[Records of labeled boxes]
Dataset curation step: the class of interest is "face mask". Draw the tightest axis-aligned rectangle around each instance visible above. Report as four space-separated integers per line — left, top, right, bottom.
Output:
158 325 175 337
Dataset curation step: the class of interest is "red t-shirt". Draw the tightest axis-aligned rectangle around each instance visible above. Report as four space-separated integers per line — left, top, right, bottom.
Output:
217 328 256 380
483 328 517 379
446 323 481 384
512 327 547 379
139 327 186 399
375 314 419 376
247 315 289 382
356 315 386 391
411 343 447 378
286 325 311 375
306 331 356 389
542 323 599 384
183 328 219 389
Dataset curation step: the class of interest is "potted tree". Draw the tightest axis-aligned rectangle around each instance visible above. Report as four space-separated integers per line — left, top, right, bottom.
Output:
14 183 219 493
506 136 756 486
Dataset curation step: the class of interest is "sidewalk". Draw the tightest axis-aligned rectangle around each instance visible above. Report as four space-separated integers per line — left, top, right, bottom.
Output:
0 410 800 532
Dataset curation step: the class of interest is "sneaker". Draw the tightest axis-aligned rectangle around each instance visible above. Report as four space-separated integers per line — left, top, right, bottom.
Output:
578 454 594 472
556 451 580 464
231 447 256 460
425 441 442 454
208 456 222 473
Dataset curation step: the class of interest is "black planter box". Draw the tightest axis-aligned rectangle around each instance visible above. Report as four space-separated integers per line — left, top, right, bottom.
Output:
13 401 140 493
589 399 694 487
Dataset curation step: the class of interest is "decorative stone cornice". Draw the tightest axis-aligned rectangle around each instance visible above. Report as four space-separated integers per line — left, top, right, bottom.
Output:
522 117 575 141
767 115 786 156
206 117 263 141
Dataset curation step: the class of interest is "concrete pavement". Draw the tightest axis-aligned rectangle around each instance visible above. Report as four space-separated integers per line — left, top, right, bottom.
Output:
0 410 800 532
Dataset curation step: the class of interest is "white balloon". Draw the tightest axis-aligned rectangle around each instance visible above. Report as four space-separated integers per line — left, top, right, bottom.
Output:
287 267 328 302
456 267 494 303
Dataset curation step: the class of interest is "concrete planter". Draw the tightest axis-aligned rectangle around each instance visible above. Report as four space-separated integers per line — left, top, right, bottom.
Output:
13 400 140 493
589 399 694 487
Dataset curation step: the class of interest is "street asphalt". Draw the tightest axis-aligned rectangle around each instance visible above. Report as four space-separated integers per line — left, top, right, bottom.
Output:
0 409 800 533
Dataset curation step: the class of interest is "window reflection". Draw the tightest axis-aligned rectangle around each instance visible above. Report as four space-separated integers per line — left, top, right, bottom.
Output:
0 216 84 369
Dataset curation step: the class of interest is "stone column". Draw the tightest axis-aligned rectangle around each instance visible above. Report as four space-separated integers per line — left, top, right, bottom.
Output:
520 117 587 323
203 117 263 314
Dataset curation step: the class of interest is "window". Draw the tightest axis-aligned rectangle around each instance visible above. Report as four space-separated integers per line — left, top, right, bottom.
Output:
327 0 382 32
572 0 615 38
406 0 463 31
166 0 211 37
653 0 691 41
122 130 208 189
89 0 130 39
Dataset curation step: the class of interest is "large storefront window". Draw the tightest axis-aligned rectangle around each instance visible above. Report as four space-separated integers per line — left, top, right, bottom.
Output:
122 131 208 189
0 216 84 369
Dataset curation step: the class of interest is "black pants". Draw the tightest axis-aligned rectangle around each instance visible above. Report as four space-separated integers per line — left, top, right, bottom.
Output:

Exercise task: Convert every line of the records above into a JSON list of strings, one string per line, leaving out blank lines.

Output of the exercise:
[
  "Dataset curation step: the class of interest is \"face mask\". Draw the tightest axis-aligned rectangle around each instance visible above. Report as four space-separated integers per line — left, top, right, bottom.",
  "Output:",
  "158 325 175 337",
  "Dataset curation step: the class of interest is \"red t-shirt\". Draw the tightest axis-aligned rectangle around each instance visible above. Report as four space-separated integers per line — left, top, right, bottom.",
  "Output:",
  "217 328 256 380",
  "483 328 517 379",
  "446 323 481 384",
  "512 327 547 379",
  "139 327 186 399",
  "375 314 419 376",
  "247 315 289 382",
  "356 315 386 391",
  "411 343 447 378",
  "286 325 311 375",
  "306 331 356 389",
  "542 323 599 384",
  "183 328 219 389",
  "Dataset curation step: the class of interest is \"potted tree\". Draw the tightest axis-aligned rectangle around each instance visible above. Report as four space-separated integers per line — left, top, right, bottom.",
  "Output:",
  "14 183 219 493",
  "506 136 756 486",
  "Dataset curation step: the class of interest is \"sidewalk\". Draw the tightest axis-aligned rectangle around each instance visible above. Report as four space-separated integers per line — left, top, right, bottom.",
  "Output:",
  "0 410 800 532",
  "Dataset curation step: the class of interest is \"sneaker\". Draw the tightest axis-aligned rectangle around each instance visible above. Report as four space-separated integers per line — left, top, right, bottom.",
  "Output:",
  "578 454 594 472",
  "556 451 580 464",
  "231 447 256 460",
  "425 441 442 454",
  "208 456 222 473",
  "Dataset curation step: the class of interest is \"black planter box\". Draw the tightest axis-aligned rectangle around each instance visible above. Report as four space-separated integers per line — left, top, right, bottom.",
  "Output:",
  "13 401 140 493",
  "589 399 694 487",
  "Dataset curation step: the class of interest is \"decorative stone cornice\". Draw the tightest axis-aligned rectangle around each instance visible above. Report as four space-separated integers per line — left, top, right, bottom.",
  "Output:",
  "522 117 575 141",
  "767 115 786 156",
  "206 117 263 141",
  "Dataset curation step: the class of interest is \"concrete pavement\". Draw the tightest axis-aligned rectangle around each instance visible above. Report as four space-separated integers per line — left, top, right, bottom.",
  "Output:",
  "0 410 800 532",
  "Dataset curation step: the class of interest is \"white balloon\". Draw the tightest axis-aligned rectangle around each instance visible above. Report as four space-separated integers per line — left, top, right, bottom.",
  "Output:",
  "287 267 328 302",
  "456 267 494 303",
  "Dataset curation step: the class of interest is \"concrete planter\". Draw the tightest axis-aligned rectangle around each instance visible above. Report as four space-separated integers per line — left, top, right, bottom.",
  "Output:",
  "13 400 140 493",
  "589 399 694 487",
  "Dataset curation step: the class of interest is \"street asphalt\". Draw the tightest axis-aligned rectangle around each instance visible above. Report as four space-separated integers per line — left, top, right, bottom.",
  "Output:",
  "0 409 800 533",
  "Dataset curation step: the class of interest is \"window reflection\". Draw the tightest axis-aligned rectangle around each instance visible above. Report as four space-separated integers per line — left, top, right, bottom.",
  "Output:",
  "0 216 84 369",
  "Dataset curation step: the class of interest is \"stone column\". Draw the tightest axis-aligned rectangle around each instance visible above. Report as four space-separated integers per line — left, top, right, bottom.",
  "Output:",
  "520 117 587 323",
  "203 117 263 314",
  "Dataset curation step: the class of interest is \"window\". Draw the tightest axis-aligned rectangle around each instance visible above. Report as four space-separated integers per line — left, top, right, bottom.",
  "Output:",
  "327 0 382 32",
  "572 0 615 38",
  "406 0 463 31",
  "166 0 211 37",
  "653 0 691 41",
  "122 130 208 189",
  "89 0 130 39",
  "Dataset curation step: the class of interest is \"large storefront window\". Draw the tightest axis-aligned rectangle around each instance visible above. Report as four space-separated integers per line — left, top, right, bottom.",
  "Output:",
  "122 131 208 189",
  "0 216 84 369",
  "Dataset curation step: the class of interest is \"black pants\". Draw the tightest axis-aligned rectangle around each instance visible above. Report as four space-separated integers per line — left, top, right, bottom.",
  "Output:"
]